What you should do:
Write out each record exactly as given, but do not include the pictures.

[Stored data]
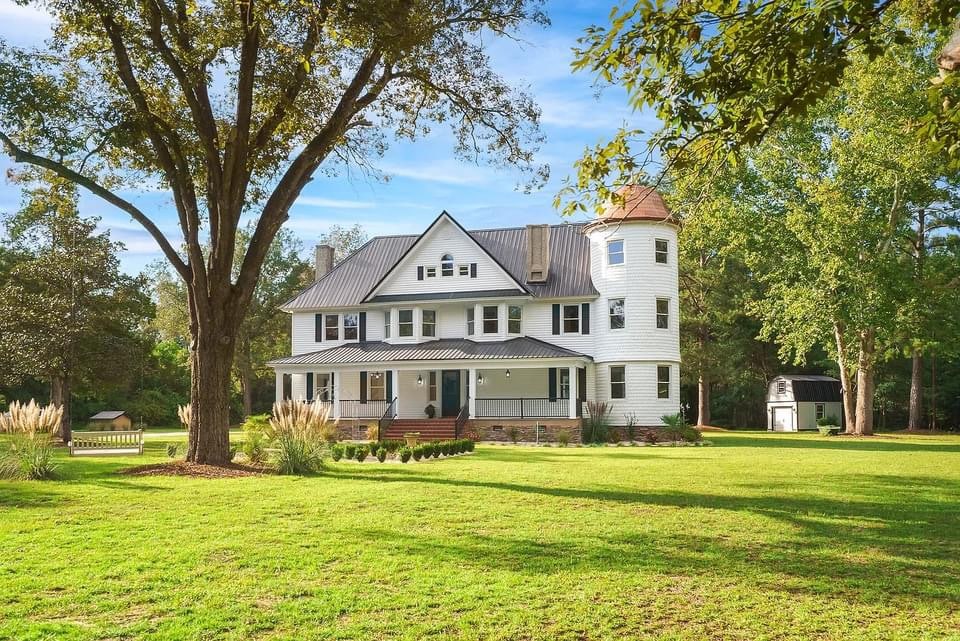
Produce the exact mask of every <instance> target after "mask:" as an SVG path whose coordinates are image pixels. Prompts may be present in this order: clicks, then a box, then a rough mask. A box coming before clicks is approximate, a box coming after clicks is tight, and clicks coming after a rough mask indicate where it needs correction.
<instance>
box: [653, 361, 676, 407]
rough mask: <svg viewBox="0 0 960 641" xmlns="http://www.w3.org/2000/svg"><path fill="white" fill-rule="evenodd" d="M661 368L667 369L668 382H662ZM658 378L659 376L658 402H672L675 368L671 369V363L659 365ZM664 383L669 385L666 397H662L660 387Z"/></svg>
mask: <svg viewBox="0 0 960 641" xmlns="http://www.w3.org/2000/svg"><path fill="white" fill-rule="evenodd" d="M661 367H665V368H667V380H666V381H661V380H660V368H661ZM656 376H657V400H658V401H668V400H670V399H671V398H673V389H672V388H673V367H671V366H670V364H669V363H657V373H656ZM664 382H666V384H667V395H666V396H660V386H661V385H662V384H663V383H664Z"/></svg>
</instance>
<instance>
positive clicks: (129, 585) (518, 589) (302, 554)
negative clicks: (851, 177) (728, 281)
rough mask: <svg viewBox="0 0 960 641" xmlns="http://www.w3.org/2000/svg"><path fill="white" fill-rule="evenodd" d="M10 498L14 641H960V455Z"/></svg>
mask: <svg viewBox="0 0 960 641" xmlns="http://www.w3.org/2000/svg"><path fill="white" fill-rule="evenodd" d="M710 438H711V440H712V441H713V442H714V447H709V448H670V447H658V448H649V447H648V448H568V449H546V448H541V449H534V448H513V447H502V446H487V447H479V448H478V449H477V452H476V454H474V455H471V456H468V457H459V458H455V459H452V460H443V459H441V460H436V461H431V462H429V463H421V464H417V465H413V464H409V465H399V464H384V465H377V464H367V463H365V464H363V465H360V464H351V463H340V464H334V465H331V466H330V468H329V471H328V472H327V473H326V474H324V475H322V476H318V477H313V478H292V477H260V478H239V479H220V480H205V479H185V478H170V477H128V476H122V475H118V474H117V473H116V472H117V470H118V469H120V468H123V467H125V466H128V465H130V464H132V463H146V462H156V461H159V460H162V459H161V452H162V447H163V443H162V442H161V441H156V440H151V441H149V442H148V455H146V456H144V457H139V458H130V459H85V460H66V459H65V460H63V462H62V467H61V473H62V475H63V476H64V477H65V478H64V480H61V481H57V482H22V483H19V482H18V483H11V482H0V638H2V639H17V640H19V641H26V640H30V639H51V640H52V639H56V640H58V641H60V640H68V639H69V640H73V639H77V640H80V639H82V640H88V639H156V640H159V639H185V640H186V639H190V640H213V639H231V640H233V639H235V640H241V639H243V640H246V639H290V640H294V639H296V640H303V639H345V640H346V639H410V640H415V639H416V640H420V639H511V640H513V639H544V640H546V639H569V640H593V639H624V638H627V639H634V638H641V639H642V638H650V639H654V638H655V639H690V640H693V639H711V640H720V639H723V640H727V639H743V640H750V641H753V640H758V639H797V640H801V639H802V640H809V639H837V640H840V639H843V640H850V639H876V640H880V639H883V640H887V639H904V640H908V639H909V640H910V641H916V640H918V639H960V543H958V537H960V514H958V508H960V438H951V437H901V436H897V437H877V438H873V439H864V440H852V439H845V438H832V439H830V438H821V437H818V436H807V435H803V436H795V435H789V436H777V435H767V434H735V433H730V434H711V435H710Z"/></svg>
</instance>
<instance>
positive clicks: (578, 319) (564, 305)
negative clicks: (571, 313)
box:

Exercise solution:
Produce the exact mask of every <instance> target after "mask:" as an SVG path whose coordinates are image pixels. Prompts may be present in this order: clicks, then a box, then a rough mask. A box coming before clicks is approximate, a box coming after clicks is tight, and clicks coming after a rough mask indicate where it needs correction.
<instance>
box: [653, 361, 676, 407]
rough mask: <svg viewBox="0 0 960 641" xmlns="http://www.w3.org/2000/svg"><path fill="white" fill-rule="evenodd" d="M661 368L667 369L668 382H662ZM658 378L659 376L658 402H672L675 368L671 369V363L659 365ZM664 383L669 385L666 397H662L660 387Z"/></svg>
mask: <svg viewBox="0 0 960 641" xmlns="http://www.w3.org/2000/svg"><path fill="white" fill-rule="evenodd" d="M661 367H665V368H667V380H666V381H661V380H660V368H661ZM656 376H657V400H658V401H668V400H670V399H671V398H673V389H672V388H673V367H671V366H670V364H669V363H657V373H656ZM664 382H666V384H667V395H666V396H660V386H661V385H662V384H663V383H664Z"/></svg>
</instance>
<instance>
positive clicks: (129, 585) (518, 589) (302, 554)
negative clicks: (851, 177) (728, 281)
rough mask: <svg viewBox="0 0 960 641" xmlns="http://www.w3.org/2000/svg"><path fill="white" fill-rule="evenodd" d="M10 498L14 641H960V455Z"/></svg>
mask: <svg viewBox="0 0 960 641" xmlns="http://www.w3.org/2000/svg"><path fill="white" fill-rule="evenodd" d="M710 438H711V440H712V441H713V442H714V447H709V448H670V447H658V448H649V447H648V448H568V449H546V448H541V449H534V448H513V447H502V446H487V447H479V448H478V449H477V452H476V454H474V455H471V456H468V457H459V458H455V459H452V460H443V459H441V460H436V461H431V462H429V463H421V464H417V465H413V464H409V465H399V464H384V465H377V464H367V463H365V464H363V465H360V464H351V463H340V464H334V465H331V466H330V468H329V471H328V472H327V473H326V474H324V475H322V476H318V477H313V478H292V477H260V478H239V479H220V480H205V479H185V478H170V477H128V476H122V475H118V474H117V473H116V472H117V470H118V469H120V468H123V467H125V466H128V465H130V464H132V463H146V462H156V461H159V460H162V459H161V452H162V447H163V443H162V442H161V441H156V440H151V441H149V442H148V455H146V456H144V457H139V458H130V459H85V460H66V459H65V460H63V462H62V467H61V473H62V475H63V476H64V477H65V478H64V480H61V481H57V482H22V483H19V482H18V483H11V482H0V638H2V639H17V640H19V641H26V640H30V639H51V640H52V639H56V640H58V641H60V640H68V639H69V640H73V639H77V640H80V639H82V640H88V639H156V640H159V639H185V640H186V639H190V640H213V639H231V640H233V639H235V640H241V639H243V640H246V639H290V640H294V639H296V640H303V639H345V640H346V639H410V640H415V639H416V640H420V639H511V640H513V639H544V640H546V639H569V640H593V639H624V638H627V639H634V638H641V639H642V638H650V639H654V638H655V639H690V640H693V639H711V640H720V639H723V640H727V639H743V640H750V641H753V640H758V639H797V640H801V639H802V640H809V639H837V640H840V639H843V640H850V639H876V640H880V639H883V640H887V639H904V640H908V639H909V640H910V641H916V640H918V639H960V543H958V537H960V514H958V508H960V438H951V437H901V436H897V437H877V438H873V439H864V440H852V439H845V438H832V439H830V438H821V437H818V436H807V435H803V436H795V435H789V436H777V435H767V434H735V433H730V434H711V435H710Z"/></svg>
</instance>
<instance>
positive clicks: (578, 319) (564, 305)
negative clicks: (571, 313)
box:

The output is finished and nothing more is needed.